**Problem details:**
Extract every line in the records below that contains the word "warning", and copy each one in full.

**Image segmentation entries:**
******************************

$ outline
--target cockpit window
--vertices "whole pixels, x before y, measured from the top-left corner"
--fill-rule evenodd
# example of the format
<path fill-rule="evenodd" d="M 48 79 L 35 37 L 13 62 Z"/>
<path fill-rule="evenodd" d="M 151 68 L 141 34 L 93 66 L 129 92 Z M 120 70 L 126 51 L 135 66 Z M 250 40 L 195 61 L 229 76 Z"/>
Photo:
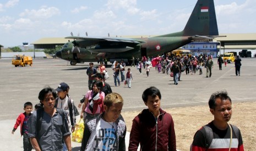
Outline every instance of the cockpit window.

******************************

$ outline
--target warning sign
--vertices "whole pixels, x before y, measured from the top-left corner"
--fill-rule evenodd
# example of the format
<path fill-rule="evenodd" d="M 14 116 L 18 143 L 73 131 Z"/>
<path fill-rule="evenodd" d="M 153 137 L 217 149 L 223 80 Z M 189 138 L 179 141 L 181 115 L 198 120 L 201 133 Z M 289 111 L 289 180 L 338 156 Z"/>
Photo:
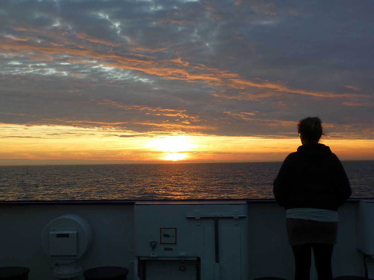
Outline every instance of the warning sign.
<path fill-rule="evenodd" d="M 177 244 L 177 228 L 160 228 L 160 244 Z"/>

******************************

**Task output:**
--target warning sign
Outline every instance of the warning sign.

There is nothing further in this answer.